▸ WHAT TO WORK ON:
For this exercise, restate every line below word for word and drop the images.

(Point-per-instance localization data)
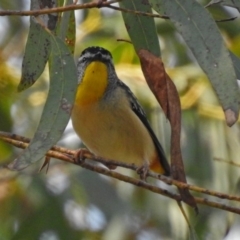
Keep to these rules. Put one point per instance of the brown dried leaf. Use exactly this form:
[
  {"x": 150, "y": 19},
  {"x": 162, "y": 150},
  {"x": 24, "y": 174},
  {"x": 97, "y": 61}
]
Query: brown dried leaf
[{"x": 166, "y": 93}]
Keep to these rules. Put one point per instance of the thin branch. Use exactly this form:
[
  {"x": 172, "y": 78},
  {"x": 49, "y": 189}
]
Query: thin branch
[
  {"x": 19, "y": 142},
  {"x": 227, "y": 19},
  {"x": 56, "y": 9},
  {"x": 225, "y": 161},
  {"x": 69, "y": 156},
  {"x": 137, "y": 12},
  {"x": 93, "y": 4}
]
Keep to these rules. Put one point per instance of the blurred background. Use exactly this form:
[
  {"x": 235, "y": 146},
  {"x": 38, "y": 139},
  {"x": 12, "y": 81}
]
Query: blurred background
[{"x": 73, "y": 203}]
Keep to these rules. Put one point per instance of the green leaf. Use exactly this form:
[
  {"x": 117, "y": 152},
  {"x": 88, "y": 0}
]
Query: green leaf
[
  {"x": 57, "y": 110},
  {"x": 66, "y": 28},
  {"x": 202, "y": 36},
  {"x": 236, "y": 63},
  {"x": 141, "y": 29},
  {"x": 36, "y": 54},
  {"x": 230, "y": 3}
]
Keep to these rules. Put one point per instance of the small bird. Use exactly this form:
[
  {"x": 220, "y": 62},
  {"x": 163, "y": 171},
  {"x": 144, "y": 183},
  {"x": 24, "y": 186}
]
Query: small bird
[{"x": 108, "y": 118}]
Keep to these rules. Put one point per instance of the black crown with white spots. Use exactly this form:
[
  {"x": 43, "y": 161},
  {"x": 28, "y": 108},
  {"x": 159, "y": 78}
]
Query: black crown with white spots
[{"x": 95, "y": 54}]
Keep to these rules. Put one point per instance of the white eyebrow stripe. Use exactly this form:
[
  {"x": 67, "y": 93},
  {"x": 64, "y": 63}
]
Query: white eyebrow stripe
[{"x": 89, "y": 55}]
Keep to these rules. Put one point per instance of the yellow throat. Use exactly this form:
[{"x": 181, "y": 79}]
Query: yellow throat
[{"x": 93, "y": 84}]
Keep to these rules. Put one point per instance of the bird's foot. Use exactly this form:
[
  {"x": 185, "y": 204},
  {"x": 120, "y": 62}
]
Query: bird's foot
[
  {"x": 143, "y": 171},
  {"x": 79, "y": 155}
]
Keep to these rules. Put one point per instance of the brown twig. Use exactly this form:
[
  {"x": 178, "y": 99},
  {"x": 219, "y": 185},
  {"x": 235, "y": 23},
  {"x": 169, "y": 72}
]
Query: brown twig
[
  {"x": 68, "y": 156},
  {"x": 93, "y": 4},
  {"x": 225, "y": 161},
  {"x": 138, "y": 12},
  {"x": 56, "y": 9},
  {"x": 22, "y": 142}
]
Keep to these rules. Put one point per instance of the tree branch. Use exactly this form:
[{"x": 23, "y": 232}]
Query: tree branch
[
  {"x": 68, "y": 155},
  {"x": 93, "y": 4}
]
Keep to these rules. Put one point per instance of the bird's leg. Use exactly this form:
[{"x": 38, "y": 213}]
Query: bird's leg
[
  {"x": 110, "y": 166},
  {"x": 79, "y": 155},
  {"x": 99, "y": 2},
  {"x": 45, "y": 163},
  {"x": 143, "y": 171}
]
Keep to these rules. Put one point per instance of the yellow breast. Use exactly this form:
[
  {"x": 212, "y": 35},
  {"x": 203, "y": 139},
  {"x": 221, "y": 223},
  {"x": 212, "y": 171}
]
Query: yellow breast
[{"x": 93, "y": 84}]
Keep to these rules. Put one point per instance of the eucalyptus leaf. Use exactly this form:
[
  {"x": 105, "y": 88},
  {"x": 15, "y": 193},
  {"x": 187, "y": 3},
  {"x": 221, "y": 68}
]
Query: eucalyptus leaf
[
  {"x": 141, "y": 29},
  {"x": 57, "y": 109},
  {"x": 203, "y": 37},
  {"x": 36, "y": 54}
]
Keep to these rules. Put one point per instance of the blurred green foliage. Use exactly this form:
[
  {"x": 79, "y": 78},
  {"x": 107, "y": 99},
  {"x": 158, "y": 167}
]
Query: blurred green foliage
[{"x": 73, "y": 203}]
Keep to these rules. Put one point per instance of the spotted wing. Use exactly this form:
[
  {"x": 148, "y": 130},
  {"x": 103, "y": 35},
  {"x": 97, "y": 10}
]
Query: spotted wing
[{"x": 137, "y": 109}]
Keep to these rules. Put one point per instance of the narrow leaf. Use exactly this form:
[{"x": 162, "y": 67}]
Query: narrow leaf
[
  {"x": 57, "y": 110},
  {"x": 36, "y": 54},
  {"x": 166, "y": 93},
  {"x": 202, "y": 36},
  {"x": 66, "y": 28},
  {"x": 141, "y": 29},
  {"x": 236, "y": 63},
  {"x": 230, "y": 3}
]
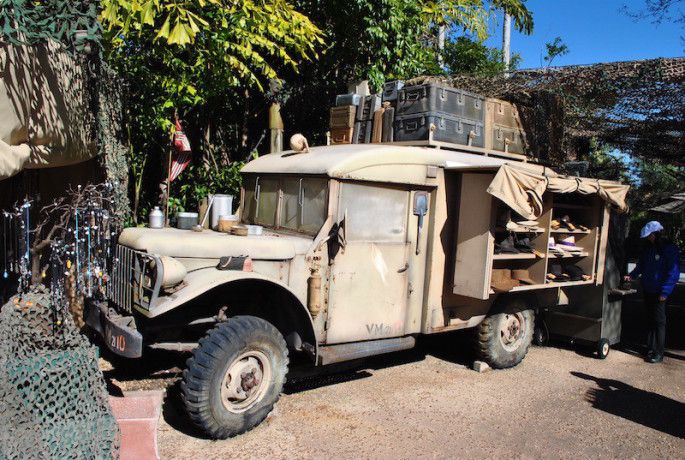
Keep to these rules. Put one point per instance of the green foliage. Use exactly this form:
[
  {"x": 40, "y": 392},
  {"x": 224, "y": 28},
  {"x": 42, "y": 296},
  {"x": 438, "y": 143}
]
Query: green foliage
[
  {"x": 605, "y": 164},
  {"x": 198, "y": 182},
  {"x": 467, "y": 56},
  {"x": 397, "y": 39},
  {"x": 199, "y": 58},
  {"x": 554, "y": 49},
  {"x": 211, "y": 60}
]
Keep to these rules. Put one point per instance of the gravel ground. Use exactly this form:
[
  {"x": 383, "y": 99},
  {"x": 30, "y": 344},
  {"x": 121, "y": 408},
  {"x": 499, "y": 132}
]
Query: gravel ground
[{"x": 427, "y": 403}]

▸ RESULT:
Keep to these rules. Put one point per instance of the brown dried leaf. Use exactly this form:
[
  {"x": 150, "y": 19},
  {"x": 162, "y": 150},
  {"x": 24, "y": 174},
  {"x": 97, "y": 61}
]
Query: brown dried leaf
[{"x": 166, "y": 93}]
Keep to these rules. Put one point per instance of the thin branch. Use exactly this form:
[
  {"x": 172, "y": 78},
  {"x": 49, "y": 189}
]
Query: thin branch
[
  {"x": 19, "y": 142},
  {"x": 227, "y": 19},
  {"x": 56, "y": 9},
  {"x": 225, "y": 161},
  {"x": 69, "y": 156},
  {"x": 137, "y": 12},
  {"x": 93, "y": 4}
]
Keep to these rules. Put one point per instance of the blurred background. Use exactly this form:
[
  {"x": 235, "y": 146},
  {"x": 38, "y": 139},
  {"x": 12, "y": 81}
]
Query: blurred background
[{"x": 73, "y": 203}]
Keep to these rules. Put one point per instance of the green leaf. Use exactly this form:
[
  {"x": 117, "y": 152},
  {"x": 88, "y": 0}
]
Query: green leaf
[
  {"x": 57, "y": 110},
  {"x": 66, "y": 28},
  {"x": 202, "y": 36},
  {"x": 236, "y": 63},
  {"x": 141, "y": 29},
  {"x": 36, "y": 54},
  {"x": 230, "y": 3}
]
Keep to these rules. Put one point per instance of the small bird. Use exactly this form:
[
  {"x": 220, "y": 62},
  {"x": 163, "y": 171},
  {"x": 144, "y": 183},
  {"x": 24, "y": 186}
]
Query: small bird
[{"x": 108, "y": 118}]
Keep to these rules. Put one point per instance of the black crown with white spots. Use exactly this form:
[
  {"x": 43, "y": 161},
  {"x": 28, "y": 108},
  {"x": 159, "y": 78}
]
Query: black crown with white spots
[{"x": 95, "y": 54}]
Keep to these rules. Put one point per instance of the white eyebrow stripe. Use exactly this form:
[
  {"x": 67, "y": 93},
  {"x": 64, "y": 63}
]
Query: white eyebrow stripe
[{"x": 89, "y": 55}]
Keep to these rules. Put one point per instance of the yellow throat. Use exactly this form:
[{"x": 181, "y": 79}]
Query: yellow throat
[{"x": 93, "y": 84}]
Keep to these rules. Put one point per instance of the bird's foot. Use exactly this form:
[
  {"x": 185, "y": 204},
  {"x": 120, "y": 62}
]
Query: bird's foot
[
  {"x": 143, "y": 171},
  {"x": 79, "y": 155}
]
Keep to these rules. Put one point per instance of the brown twig. Use exactly this form:
[
  {"x": 178, "y": 99},
  {"x": 219, "y": 185},
  {"x": 235, "y": 23},
  {"x": 169, "y": 72}
]
Query: brown twig
[
  {"x": 68, "y": 156},
  {"x": 93, "y": 4},
  {"x": 225, "y": 161},
  {"x": 138, "y": 12},
  {"x": 56, "y": 9},
  {"x": 22, "y": 142}
]
Keep to these rules. Put one point per instance of the tree branch. Use exactly this form:
[{"x": 23, "y": 232}]
Query: tree branch
[
  {"x": 68, "y": 155},
  {"x": 93, "y": 4}
]
Keep to these rules. Put one point per instance of the bird's leg. Use exactly this form:
[{"x": 38, "y": 213}]
Query: bird's leg
[
  {"x": 110, "y": 166},
  {"x": 79, "y": 155},
  {"x": 99, "y": 2},
  {"x": 45, "y": 163},
  {"x": 143, "y": 171}
]
Keep to these rules. Put one point per instance of the yellow breast. Use exactly this form:
[
  {"x": 212, "y": 35},
  {"x": 203, "y": 139},
  {"x": 221, "y": 223},
  {"x": 212, "y": 171}
]
Query: yellow breast
[{"x": 93, "y": 84}]
Keep to these rules. Put one point per instance of the eucalyptus leaf. Use exactly this form:
[
  {"x": 105, "y": 88},
  {"x": 15, "y": 193},
  {"x": 187, "y": 3},
  {"x": 221, "y": 68}
]
Query: eucalyptus leaf
[
  {"x": 141, "y": 29},
  {"x": 57, "y": 109},
  {"x": 203, "y": 37},
  {"x": 36, "y": 54}
]
Keep to these rules. Put one point per instance of the blurred green foliage. Use exactly this form:
[
  {"x": 79, "y": 78},
  {"x": 107, "y": 99},
  {"x": 158, "y": 167}
]
Query: blurred green foliage
[{"x": 73, "y": 203}]
Keep to these rules. Put one point per instance of the spotted wing. Use exactly this form:
[
  {"x": 148, "y": 130},
  {"x": 103, "y": 35},
  {"x": 97, "y": 10}
]
Query: spotted wing
[{"x": 137, "y": 109}]
Keep to these rules. Put one point per instance of the narrow leaf. Use exactly this form:
[{"x": 162, "y": 67}]
Query: narrow leaf
[
  {"x": 57, "y": 110},
  {"x": 36, "y": 54},
  {"x": 166, "y": 93},
  {"x": 202, "y": 36},
  {"x": 66, "y": 28},
  {"x": 141, "y": 29},
  {"x": 236, "y": 63},
  {"x": 230, "y": 3}
]
Keep to these rules. Put one point per instance of the green foliage. Use exactly this form:
[
  {"x": 40, "y": 392},
  {"x": 224, "y": 28},
  {"x": 42, "y": 296},
  {"x": 438, "y": 143}
]
Query: green foliage
[
  {"x": 605, "y": 164},
  {"x": 198, "y": 182},
  {"x": 467, "y": 56},
  {"x": 397, "y": 39},
  {"x": 199, "y": 58},
  {"x": 554, "y": 49},
  {"x": 211, "y": 60}
]
Keep to these rules. Put one point per instance of the gravel ground. Use exactly this form:
[
  {"x": 383, "y": 99},
  {"x": 30, "y": 344},
  {"x": 121, "y": 408},
  {"x": 499, "y": 132}
]
Query: gravel ground
[{"x": 427, "y": 403}]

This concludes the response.